## TASK TO COMPLETE:
Starting with the line that contains "If you could indicate the forehead", write out each line through the end of the listing, unchanged. Output nothing else.

***** RECORDS FOR THIS EXERCISE

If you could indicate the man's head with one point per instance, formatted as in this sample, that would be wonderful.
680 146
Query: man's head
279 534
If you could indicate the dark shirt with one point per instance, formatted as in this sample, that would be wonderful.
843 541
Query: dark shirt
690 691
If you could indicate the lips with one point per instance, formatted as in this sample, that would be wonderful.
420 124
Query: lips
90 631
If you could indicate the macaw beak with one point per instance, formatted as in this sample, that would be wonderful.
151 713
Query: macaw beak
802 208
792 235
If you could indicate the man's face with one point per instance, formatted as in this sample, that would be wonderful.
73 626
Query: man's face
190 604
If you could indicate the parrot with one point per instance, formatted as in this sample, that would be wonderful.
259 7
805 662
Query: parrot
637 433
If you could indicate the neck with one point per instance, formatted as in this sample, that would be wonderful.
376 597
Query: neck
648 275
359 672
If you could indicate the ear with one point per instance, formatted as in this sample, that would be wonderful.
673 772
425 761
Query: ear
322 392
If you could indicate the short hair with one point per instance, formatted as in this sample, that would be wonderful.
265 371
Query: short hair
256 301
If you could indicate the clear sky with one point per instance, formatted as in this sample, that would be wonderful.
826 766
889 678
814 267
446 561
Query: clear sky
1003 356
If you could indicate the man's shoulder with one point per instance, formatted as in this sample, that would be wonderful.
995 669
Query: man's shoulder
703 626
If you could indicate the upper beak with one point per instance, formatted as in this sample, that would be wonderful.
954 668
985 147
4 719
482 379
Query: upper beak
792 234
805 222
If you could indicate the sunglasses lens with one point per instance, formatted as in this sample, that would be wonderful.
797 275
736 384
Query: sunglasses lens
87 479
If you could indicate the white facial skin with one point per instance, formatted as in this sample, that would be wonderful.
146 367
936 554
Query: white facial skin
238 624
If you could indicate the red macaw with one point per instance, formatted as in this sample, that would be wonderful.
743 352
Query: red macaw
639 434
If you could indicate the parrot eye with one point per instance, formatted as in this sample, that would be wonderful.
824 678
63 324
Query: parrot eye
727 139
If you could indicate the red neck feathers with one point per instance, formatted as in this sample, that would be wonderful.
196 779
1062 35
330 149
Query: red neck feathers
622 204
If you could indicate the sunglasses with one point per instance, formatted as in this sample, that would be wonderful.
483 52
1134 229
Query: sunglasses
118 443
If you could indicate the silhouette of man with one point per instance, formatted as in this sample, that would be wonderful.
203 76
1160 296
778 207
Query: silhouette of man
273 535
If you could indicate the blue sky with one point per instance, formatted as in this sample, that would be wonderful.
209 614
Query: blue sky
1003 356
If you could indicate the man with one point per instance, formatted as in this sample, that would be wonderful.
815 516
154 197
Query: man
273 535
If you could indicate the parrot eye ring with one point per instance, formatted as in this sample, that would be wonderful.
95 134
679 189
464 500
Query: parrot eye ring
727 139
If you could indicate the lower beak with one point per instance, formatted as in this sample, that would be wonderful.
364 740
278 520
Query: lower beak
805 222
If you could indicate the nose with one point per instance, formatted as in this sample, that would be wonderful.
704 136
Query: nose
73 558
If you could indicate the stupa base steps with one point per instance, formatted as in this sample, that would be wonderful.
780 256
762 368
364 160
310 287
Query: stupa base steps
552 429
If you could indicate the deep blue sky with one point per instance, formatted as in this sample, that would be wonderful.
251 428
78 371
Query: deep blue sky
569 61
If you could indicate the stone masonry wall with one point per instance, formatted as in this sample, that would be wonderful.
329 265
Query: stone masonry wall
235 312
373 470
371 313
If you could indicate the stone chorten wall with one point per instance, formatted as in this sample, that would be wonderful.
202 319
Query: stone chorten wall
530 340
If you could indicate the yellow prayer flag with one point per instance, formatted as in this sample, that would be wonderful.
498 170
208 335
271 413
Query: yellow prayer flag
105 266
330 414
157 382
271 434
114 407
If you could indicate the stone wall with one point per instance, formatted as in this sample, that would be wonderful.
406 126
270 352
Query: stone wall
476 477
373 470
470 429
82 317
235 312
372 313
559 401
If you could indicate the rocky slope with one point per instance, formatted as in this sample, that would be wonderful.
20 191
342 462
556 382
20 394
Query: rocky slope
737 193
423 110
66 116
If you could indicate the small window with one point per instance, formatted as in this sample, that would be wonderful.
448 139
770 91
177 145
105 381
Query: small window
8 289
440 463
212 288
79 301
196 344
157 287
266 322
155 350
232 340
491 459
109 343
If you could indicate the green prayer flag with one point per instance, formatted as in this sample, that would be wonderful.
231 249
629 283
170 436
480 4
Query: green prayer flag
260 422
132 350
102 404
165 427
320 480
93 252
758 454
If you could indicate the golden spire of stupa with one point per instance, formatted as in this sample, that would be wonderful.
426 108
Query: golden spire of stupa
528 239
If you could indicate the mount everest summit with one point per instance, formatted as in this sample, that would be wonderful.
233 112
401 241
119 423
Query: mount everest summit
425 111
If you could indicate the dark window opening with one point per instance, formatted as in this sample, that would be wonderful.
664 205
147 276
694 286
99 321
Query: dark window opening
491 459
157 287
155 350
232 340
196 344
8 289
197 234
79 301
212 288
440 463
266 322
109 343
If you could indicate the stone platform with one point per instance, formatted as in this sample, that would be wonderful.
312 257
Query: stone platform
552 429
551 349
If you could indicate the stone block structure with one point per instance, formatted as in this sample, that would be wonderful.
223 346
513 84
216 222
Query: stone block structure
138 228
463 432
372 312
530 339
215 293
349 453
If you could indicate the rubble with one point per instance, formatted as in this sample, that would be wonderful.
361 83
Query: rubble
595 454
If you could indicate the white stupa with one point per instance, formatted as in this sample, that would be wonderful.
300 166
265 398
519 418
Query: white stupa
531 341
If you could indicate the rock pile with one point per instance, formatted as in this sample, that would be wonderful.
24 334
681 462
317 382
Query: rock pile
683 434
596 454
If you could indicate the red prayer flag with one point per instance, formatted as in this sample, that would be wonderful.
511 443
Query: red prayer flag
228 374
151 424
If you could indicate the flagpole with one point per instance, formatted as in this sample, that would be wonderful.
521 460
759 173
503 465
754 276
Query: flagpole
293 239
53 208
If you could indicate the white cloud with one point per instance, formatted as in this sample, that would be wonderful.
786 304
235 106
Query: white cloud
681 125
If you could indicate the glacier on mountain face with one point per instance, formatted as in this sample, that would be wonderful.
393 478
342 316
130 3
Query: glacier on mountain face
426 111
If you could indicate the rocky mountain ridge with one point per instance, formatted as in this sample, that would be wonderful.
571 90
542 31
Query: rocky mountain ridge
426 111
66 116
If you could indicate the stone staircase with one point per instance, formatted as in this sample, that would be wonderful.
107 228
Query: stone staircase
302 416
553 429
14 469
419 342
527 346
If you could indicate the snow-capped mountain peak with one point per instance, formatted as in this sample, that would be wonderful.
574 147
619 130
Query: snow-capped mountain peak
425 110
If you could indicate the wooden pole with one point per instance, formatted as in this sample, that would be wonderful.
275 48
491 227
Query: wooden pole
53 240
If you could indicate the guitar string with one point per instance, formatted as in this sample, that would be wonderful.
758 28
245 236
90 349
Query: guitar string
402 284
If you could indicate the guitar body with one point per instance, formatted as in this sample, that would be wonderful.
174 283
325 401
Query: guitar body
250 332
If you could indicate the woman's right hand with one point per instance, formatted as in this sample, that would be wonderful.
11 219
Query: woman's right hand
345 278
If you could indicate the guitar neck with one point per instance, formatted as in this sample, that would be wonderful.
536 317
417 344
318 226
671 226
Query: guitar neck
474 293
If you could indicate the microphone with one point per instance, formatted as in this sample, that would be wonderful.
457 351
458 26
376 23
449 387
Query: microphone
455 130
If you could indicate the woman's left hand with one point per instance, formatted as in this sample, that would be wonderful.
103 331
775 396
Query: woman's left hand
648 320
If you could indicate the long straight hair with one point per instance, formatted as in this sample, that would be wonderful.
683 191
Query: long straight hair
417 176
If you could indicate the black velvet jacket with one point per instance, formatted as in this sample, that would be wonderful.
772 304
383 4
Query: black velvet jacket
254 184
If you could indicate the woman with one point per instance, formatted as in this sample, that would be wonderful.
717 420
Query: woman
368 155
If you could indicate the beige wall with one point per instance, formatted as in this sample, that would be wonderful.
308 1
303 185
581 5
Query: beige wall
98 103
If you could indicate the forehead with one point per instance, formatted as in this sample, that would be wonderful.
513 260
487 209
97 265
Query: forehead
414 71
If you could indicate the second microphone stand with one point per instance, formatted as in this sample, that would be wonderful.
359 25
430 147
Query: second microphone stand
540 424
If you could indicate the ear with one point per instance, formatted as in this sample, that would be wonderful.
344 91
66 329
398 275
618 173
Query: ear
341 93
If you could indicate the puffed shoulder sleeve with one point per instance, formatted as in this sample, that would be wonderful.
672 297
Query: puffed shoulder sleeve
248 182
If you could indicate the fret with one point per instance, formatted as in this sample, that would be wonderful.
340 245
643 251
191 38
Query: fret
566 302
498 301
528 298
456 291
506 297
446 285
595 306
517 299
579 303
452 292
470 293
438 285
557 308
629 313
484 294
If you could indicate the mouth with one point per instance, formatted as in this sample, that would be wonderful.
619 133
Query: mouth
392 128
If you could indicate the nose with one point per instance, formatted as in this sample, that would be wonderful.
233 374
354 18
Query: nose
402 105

**********

## TASK RESPONSE:
If you could indicate the forehead with one point per instance, formatted as in this sample, that would be wonderful.
513 260
487 209
97 265
Query: forehead
414 71
If you could indicate the second microphone stand with one point per instance, formatted as in this sample, that would be wonderful.
359 25
430 147
Query: second microphone stand
540 424
If you could indicate the ear with one point per instance, formatted as in this sample, that would be wonderful.
344 91
66 329
398 275
618 173
Query: ear
341 93
If you could indicate the puffed shoulder sleeve with one point per instance, formatted as in this sample, that would be wonderful.
672 297
Query: puffed shoulder sleeve
248 182
If you could indicate the fret with one point per instance, formatted as in this sample, that would be wonderful.
340 245
643 251
191 38
Query: fret
566 302
498 301
528 298
456 291
506 297
446 285
595 306
517 299
579 303
452 292
470 293
438 285
557 308
629 313
484 294
If you could indicate the mouth with one point per instance, formatted as in this sample, that would be wonderful.
619 133
Query: mouth
392 128
If you could indicate the nose with one point per instance, formatted as in this sample, that would be wonderful.
233 374
354 18
Query: nose
402 105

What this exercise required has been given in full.